Written exercise
Your task is to return the span of lines beginning at the one with "Would you be so kind as to locate the player's bearded" and ending at the last line of the data, exactly as it stands.

(Entries from a pointing dataset)

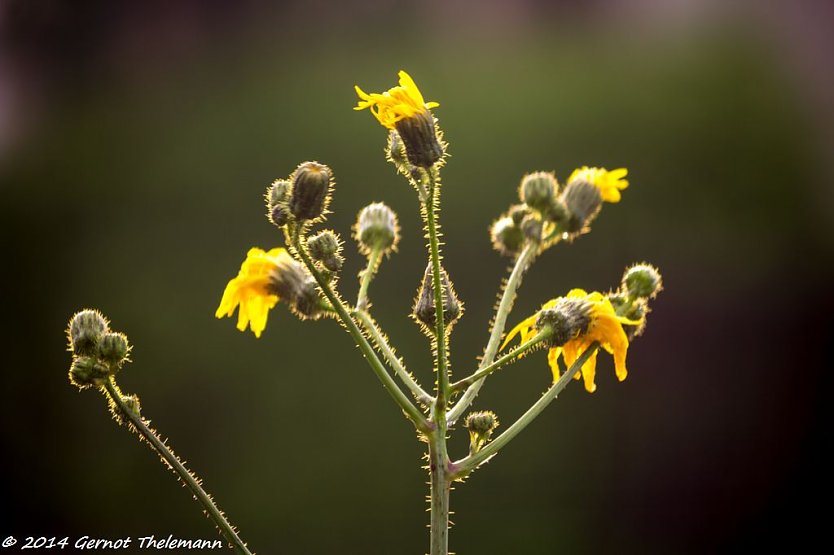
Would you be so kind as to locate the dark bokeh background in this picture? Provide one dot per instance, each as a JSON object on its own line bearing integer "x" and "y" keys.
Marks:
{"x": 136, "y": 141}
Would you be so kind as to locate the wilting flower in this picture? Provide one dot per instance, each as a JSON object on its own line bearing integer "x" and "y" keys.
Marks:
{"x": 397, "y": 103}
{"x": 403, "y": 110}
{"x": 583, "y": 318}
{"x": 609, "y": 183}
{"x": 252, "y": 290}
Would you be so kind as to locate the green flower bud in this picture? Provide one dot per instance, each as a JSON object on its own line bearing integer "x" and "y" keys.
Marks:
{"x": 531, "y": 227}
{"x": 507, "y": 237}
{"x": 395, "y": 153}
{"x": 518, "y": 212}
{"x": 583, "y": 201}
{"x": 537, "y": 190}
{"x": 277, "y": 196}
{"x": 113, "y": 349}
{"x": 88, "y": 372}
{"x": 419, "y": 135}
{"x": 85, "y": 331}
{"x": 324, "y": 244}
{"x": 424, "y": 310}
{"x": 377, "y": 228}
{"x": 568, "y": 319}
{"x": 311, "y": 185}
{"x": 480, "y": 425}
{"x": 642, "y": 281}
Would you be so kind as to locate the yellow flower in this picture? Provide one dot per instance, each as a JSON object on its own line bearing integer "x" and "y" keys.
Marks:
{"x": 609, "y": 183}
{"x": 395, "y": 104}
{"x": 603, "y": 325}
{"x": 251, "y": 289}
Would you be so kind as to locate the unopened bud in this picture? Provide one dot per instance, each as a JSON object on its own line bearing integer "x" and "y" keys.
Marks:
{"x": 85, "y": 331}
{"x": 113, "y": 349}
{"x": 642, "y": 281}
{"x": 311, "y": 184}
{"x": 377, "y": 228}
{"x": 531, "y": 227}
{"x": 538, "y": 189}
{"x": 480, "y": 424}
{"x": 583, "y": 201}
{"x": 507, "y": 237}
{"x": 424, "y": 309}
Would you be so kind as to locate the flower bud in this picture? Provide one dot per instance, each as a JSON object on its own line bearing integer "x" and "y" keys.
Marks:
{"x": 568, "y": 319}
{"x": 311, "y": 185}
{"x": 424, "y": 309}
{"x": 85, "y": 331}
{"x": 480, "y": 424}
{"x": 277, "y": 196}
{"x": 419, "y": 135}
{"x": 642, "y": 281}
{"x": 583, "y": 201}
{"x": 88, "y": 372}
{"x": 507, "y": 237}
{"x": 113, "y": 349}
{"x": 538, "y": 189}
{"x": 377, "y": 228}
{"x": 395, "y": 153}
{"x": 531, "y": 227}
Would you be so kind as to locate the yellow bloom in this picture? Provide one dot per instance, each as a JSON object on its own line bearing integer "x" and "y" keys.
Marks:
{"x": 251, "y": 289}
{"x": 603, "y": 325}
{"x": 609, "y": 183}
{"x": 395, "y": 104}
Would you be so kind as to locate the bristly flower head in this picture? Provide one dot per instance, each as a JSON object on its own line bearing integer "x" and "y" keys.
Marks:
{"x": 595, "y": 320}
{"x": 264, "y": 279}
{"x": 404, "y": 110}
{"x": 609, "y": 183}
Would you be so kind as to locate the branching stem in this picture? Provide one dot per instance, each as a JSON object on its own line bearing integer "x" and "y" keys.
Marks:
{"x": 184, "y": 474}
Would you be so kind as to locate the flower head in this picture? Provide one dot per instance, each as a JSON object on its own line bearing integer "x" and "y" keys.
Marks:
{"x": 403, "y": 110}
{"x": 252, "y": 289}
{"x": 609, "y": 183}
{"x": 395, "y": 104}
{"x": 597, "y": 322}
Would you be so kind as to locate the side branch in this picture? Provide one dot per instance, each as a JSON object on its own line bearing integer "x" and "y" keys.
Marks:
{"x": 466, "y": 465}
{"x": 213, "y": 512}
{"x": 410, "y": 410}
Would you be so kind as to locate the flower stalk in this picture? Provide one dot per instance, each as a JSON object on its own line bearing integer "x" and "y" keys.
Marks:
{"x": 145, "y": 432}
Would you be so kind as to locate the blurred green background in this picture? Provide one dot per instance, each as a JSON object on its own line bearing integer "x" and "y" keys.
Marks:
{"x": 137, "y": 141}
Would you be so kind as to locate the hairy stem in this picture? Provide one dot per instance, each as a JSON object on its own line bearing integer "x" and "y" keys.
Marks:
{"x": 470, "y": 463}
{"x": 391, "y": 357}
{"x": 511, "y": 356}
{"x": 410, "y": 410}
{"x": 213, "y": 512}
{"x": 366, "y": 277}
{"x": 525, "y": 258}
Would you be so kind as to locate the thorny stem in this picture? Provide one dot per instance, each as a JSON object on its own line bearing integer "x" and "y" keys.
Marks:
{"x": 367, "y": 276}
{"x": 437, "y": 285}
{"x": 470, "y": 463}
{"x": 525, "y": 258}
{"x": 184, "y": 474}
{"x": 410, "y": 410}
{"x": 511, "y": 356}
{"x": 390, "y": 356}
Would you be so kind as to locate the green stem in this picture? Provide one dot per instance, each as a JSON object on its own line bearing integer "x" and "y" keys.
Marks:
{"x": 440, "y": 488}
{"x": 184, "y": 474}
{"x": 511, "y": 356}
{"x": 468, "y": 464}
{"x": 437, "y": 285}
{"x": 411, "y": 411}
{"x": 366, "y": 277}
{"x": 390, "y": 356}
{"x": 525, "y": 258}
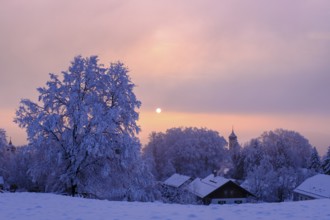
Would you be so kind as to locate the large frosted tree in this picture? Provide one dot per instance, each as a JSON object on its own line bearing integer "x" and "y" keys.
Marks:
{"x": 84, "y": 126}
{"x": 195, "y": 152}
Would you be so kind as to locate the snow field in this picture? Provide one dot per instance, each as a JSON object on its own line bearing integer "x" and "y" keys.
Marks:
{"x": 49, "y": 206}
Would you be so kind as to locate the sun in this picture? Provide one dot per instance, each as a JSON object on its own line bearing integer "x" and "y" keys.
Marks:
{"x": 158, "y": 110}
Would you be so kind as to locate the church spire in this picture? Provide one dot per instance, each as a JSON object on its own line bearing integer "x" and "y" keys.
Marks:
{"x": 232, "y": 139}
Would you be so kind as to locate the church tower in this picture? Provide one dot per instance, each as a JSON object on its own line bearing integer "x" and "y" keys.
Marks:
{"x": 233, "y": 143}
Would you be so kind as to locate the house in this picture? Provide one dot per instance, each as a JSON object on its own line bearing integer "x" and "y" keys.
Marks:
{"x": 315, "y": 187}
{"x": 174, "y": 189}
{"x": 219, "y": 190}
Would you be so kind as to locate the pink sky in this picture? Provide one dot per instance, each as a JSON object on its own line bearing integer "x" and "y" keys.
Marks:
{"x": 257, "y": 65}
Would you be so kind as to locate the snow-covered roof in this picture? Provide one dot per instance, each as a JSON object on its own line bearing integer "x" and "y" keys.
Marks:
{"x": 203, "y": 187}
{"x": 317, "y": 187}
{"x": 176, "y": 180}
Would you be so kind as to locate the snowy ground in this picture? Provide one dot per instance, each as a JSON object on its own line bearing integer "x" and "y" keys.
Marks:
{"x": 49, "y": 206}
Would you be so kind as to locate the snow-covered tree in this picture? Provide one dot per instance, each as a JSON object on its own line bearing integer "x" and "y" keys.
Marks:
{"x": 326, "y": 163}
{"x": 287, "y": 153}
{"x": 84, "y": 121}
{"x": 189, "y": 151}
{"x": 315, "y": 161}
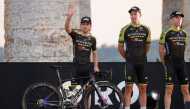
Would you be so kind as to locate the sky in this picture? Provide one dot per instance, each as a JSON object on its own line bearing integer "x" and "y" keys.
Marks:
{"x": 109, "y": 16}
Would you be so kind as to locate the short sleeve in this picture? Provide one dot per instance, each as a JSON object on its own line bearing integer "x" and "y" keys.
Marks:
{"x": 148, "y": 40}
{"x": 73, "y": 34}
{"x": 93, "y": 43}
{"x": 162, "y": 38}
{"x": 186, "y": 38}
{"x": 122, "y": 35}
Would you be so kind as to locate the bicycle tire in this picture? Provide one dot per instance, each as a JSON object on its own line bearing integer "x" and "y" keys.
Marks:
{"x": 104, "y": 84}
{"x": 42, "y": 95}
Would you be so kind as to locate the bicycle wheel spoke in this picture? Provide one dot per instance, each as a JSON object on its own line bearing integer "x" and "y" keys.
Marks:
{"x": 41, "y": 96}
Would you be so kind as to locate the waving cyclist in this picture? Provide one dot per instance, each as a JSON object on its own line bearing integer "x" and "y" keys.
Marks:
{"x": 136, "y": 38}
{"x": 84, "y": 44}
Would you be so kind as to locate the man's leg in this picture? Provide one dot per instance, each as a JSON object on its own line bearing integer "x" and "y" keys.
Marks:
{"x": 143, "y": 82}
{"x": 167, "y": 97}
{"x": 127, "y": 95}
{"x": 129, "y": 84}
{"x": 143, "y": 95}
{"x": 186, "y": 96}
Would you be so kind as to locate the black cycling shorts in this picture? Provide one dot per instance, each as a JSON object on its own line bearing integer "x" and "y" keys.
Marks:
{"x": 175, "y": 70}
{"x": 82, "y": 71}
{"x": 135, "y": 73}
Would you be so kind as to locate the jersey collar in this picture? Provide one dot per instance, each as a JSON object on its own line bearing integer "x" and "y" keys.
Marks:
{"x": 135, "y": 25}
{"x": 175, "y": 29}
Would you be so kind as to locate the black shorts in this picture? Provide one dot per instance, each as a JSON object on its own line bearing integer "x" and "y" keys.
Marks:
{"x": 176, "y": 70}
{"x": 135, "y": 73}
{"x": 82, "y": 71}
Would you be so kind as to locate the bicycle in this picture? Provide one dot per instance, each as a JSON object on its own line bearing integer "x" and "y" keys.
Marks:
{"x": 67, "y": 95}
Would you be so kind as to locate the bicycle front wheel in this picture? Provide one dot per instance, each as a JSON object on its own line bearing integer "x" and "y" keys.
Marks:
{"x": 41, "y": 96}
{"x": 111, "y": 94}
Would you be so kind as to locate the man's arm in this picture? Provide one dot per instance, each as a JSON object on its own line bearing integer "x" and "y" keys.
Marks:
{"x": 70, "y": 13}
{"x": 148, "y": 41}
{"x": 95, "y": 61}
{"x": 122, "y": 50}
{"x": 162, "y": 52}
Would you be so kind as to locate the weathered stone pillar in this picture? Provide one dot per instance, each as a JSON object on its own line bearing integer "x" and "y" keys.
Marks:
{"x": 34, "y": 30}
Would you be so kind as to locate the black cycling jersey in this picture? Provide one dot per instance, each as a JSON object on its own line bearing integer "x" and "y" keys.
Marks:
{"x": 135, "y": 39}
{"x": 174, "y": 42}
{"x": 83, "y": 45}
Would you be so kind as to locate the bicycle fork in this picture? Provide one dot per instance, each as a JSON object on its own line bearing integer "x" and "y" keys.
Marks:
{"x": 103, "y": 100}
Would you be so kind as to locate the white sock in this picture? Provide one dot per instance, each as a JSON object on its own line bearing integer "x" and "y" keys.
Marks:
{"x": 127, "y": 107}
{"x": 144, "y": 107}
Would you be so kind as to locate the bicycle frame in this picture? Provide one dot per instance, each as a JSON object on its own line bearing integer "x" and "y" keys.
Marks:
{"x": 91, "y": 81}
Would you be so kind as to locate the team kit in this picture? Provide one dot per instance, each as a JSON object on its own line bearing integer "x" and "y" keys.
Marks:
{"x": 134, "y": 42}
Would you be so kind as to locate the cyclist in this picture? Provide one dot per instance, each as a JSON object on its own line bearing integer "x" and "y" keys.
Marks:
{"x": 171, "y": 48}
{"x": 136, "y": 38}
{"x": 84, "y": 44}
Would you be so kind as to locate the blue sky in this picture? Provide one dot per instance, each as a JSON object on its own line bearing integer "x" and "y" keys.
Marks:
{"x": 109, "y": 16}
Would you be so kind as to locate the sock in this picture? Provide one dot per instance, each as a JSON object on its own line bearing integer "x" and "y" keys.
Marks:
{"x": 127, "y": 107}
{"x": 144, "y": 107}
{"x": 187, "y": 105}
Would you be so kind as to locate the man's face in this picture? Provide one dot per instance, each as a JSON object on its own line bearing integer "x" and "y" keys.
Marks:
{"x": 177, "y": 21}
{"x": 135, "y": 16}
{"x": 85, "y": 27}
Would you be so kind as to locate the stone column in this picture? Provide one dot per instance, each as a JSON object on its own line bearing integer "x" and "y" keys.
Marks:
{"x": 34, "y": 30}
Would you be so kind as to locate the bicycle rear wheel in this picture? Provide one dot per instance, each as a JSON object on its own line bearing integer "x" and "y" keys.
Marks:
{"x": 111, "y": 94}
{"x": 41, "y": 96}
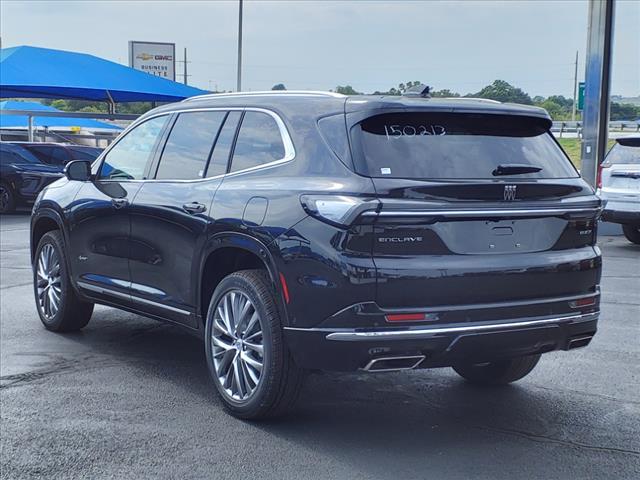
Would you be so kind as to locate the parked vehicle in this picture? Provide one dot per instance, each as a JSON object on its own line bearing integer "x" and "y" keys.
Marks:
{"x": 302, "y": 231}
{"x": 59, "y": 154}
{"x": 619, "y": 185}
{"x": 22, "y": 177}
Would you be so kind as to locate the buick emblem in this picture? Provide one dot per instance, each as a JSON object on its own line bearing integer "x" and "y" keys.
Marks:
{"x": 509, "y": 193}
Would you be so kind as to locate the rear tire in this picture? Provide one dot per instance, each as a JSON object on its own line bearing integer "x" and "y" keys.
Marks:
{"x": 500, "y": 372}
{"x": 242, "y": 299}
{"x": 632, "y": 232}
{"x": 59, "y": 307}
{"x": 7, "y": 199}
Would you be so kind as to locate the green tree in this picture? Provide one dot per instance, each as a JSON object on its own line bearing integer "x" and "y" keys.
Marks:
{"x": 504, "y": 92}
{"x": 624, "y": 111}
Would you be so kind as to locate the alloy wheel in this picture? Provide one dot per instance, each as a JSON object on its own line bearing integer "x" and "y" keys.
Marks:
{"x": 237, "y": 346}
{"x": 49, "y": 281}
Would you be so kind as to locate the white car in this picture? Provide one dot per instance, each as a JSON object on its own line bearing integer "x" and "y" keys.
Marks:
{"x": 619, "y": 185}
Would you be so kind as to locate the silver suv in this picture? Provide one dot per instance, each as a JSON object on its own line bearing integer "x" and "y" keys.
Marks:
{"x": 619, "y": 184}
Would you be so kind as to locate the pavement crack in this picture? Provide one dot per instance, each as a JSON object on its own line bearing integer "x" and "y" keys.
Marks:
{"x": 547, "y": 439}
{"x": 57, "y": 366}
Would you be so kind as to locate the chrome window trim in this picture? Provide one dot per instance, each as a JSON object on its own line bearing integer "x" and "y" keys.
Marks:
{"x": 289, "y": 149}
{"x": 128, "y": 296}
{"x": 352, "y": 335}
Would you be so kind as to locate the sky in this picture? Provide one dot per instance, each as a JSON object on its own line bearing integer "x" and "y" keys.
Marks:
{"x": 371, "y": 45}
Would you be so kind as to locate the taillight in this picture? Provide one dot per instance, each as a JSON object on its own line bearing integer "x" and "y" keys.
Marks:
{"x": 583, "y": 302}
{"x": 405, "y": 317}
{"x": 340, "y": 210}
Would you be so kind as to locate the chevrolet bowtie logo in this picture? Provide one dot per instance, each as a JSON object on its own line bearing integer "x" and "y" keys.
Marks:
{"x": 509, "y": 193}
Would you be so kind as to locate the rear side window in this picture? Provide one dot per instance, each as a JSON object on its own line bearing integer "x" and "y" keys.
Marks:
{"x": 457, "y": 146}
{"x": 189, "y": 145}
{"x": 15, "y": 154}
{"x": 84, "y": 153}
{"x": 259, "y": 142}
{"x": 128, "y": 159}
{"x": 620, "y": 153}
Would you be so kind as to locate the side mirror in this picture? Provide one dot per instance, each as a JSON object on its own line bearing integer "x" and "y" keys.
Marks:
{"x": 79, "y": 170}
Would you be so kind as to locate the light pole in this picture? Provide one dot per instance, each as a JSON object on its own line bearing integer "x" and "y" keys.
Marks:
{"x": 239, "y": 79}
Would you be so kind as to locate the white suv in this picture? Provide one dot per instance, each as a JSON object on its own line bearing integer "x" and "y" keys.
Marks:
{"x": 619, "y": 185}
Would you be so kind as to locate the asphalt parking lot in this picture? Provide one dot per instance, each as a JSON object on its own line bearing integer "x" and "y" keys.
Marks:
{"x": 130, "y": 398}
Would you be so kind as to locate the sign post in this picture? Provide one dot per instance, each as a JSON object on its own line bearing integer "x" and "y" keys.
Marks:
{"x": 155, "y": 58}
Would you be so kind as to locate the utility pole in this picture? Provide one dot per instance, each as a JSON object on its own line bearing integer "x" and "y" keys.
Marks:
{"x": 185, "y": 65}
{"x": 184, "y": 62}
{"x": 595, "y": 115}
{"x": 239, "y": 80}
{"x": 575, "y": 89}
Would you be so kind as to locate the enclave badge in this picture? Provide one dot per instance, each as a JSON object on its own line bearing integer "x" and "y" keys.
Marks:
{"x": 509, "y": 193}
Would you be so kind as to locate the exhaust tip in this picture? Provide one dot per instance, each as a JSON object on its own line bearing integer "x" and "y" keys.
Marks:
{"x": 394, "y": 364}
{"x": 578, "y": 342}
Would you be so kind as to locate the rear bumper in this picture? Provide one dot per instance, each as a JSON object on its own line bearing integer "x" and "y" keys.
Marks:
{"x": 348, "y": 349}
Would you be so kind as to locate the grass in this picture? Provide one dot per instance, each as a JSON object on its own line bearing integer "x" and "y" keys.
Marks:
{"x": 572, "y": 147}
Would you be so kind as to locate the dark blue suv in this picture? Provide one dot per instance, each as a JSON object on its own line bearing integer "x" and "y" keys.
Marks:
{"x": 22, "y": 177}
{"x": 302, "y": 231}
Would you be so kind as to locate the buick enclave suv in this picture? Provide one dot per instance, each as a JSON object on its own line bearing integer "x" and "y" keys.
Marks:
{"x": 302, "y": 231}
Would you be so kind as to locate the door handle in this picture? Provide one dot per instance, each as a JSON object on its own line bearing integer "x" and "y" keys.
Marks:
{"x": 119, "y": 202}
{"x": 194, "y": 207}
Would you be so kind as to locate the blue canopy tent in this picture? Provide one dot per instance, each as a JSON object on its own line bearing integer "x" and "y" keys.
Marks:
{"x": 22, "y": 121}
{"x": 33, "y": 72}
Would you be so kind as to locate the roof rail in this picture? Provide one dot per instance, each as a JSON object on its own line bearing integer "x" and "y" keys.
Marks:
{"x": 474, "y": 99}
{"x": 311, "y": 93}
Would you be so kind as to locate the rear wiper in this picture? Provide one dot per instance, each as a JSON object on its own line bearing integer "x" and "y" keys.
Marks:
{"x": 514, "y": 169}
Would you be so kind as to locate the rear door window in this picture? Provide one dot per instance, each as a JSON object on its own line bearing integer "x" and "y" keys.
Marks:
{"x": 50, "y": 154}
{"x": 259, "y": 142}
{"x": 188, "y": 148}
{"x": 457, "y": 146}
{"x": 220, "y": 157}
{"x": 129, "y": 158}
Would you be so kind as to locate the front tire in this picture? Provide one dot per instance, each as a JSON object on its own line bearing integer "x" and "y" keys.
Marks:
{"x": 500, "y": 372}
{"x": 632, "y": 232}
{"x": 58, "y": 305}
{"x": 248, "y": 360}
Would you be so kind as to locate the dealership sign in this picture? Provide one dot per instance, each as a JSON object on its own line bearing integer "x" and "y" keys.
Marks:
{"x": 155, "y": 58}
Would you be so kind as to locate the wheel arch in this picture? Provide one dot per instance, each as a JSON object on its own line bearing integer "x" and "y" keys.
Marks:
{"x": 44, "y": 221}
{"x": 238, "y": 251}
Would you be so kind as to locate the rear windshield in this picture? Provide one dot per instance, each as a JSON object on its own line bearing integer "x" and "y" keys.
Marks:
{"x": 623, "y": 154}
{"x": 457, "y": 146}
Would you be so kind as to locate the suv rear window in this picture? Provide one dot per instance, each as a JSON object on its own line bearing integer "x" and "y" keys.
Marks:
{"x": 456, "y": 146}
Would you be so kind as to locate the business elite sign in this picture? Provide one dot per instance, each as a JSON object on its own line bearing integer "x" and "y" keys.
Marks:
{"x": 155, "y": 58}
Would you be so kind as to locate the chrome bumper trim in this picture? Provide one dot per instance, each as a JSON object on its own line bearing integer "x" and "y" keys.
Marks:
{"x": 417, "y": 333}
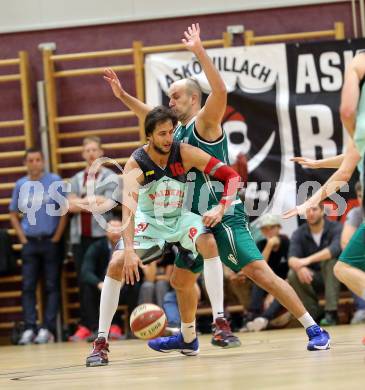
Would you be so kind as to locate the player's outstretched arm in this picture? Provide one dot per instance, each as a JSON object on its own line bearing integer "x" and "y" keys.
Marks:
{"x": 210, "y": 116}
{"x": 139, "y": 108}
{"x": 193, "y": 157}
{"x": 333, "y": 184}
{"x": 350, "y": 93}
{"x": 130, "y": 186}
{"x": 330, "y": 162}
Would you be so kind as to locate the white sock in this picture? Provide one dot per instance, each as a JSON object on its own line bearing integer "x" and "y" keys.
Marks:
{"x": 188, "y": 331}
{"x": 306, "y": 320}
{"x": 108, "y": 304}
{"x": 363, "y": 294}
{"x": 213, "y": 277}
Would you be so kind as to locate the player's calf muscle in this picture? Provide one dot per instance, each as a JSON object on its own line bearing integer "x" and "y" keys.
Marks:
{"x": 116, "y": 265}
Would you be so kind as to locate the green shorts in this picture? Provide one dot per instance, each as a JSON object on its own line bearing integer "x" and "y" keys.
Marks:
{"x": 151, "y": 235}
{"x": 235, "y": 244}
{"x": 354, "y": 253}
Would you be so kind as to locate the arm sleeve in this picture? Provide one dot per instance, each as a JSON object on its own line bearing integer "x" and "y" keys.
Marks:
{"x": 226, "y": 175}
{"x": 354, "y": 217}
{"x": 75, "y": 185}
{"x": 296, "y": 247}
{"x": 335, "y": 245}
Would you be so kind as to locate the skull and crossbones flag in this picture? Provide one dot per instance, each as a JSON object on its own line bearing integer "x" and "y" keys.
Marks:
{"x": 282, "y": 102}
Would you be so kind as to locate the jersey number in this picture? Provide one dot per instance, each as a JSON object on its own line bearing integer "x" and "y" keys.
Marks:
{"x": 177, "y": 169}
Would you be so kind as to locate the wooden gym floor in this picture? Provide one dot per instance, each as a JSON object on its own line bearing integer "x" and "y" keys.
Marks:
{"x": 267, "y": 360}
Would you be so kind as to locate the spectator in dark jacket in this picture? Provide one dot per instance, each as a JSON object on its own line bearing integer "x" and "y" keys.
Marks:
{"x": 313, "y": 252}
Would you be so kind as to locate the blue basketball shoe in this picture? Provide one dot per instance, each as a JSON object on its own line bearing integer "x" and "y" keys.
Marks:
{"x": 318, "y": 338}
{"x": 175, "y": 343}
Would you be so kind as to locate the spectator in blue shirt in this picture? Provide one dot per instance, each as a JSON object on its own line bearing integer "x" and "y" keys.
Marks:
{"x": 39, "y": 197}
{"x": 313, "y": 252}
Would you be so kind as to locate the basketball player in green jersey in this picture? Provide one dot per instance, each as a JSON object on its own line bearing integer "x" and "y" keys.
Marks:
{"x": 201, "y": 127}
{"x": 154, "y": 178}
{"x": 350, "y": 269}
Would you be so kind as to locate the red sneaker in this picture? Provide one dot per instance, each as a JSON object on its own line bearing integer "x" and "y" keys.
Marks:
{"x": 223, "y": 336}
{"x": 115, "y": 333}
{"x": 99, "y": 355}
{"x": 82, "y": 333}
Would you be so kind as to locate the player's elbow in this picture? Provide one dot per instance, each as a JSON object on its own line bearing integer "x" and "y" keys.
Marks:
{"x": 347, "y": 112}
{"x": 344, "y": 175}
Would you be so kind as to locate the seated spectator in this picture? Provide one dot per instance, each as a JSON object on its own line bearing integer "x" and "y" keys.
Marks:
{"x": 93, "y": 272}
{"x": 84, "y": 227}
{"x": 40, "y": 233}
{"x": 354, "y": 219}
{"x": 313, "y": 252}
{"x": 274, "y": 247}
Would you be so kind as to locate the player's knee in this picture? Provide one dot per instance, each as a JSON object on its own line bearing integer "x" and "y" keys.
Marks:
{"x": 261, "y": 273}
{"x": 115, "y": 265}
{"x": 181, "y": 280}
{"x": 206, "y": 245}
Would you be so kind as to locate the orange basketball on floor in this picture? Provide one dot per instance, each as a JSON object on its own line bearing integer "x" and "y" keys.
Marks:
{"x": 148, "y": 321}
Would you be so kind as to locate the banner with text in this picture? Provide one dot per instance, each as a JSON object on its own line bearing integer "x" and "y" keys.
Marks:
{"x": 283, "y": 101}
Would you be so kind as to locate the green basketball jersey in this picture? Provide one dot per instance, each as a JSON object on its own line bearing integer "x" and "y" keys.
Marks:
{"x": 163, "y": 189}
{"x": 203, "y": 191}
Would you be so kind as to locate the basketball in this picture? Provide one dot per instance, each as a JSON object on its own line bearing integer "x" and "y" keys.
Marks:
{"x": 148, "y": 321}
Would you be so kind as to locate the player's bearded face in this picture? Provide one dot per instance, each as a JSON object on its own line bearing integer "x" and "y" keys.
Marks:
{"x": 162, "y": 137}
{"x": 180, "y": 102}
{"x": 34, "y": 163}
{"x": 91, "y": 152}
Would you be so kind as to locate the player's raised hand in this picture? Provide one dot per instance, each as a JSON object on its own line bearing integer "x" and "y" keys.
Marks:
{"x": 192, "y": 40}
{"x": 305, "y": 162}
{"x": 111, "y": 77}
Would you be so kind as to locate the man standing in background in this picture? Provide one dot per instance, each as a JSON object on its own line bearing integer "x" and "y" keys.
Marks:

Solution for this exercise
Would you be so kind as to locate the player's bearded face in this picture? Provide one dot per instance, each as a JSON object on its own line bearing integer "x" and "y" keys.
Marks:
{"x": 162, "y": 137}
{"x": 180, "y": 102}
{"x": 34, "y": 163}
{"x": 91, "y": 152}
Would you be so kind as to locate the player's raised hand in this picture? Provide one dot per instance, each as a JSON object on its own line bearing integer "x" and "y" keys.
Marks:
{"x": 192, "y": 40}
{"x": 305, "y": 162}
{"x": 111, "y": 77}
Would you be so kind as to locate the man standing in background in this picture? Provide one dot per instance, each as a JSON object on its own line bearing integer "x" and "y" keys.
Marks:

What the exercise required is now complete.